• Directions for this task: Report, in full, each line of the records below that contains the word "white".

• Provided entries:
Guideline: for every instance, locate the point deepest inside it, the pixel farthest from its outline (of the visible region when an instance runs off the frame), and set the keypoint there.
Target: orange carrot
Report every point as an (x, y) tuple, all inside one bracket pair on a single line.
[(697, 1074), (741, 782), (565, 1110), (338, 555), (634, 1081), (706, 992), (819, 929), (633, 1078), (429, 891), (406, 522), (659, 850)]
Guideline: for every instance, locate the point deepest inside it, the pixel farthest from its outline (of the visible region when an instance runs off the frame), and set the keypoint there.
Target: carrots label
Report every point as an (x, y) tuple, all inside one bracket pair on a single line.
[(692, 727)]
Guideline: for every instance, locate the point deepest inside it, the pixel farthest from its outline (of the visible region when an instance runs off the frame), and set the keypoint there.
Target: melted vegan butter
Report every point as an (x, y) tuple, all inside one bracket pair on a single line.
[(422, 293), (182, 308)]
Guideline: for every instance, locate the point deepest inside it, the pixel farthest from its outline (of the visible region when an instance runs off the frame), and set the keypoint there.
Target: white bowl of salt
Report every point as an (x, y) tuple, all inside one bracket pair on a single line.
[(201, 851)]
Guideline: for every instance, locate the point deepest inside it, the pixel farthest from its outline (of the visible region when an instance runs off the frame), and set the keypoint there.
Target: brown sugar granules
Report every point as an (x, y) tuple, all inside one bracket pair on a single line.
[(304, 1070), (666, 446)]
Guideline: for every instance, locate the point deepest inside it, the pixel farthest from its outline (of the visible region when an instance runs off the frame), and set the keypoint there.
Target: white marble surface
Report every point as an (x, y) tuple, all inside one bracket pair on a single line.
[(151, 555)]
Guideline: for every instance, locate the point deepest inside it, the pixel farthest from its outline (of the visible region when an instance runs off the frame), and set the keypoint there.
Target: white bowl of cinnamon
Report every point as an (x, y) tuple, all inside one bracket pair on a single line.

...

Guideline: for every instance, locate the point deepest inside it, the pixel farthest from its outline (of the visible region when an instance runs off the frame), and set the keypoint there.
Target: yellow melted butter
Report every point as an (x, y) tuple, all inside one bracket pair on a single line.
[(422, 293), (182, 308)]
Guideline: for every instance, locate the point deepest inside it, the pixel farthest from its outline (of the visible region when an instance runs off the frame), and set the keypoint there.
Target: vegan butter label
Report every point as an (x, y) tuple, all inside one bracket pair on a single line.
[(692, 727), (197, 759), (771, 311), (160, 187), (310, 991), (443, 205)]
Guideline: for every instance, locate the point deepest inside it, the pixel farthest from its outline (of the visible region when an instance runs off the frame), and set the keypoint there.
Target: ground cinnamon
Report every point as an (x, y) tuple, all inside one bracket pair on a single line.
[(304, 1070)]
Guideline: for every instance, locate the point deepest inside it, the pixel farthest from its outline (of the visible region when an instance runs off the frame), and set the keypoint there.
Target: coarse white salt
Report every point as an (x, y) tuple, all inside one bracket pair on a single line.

• Full output:
Target: white bowl of salt
Target: white marble surface
Target: white bowl of cinnamon
Target: coarse white salt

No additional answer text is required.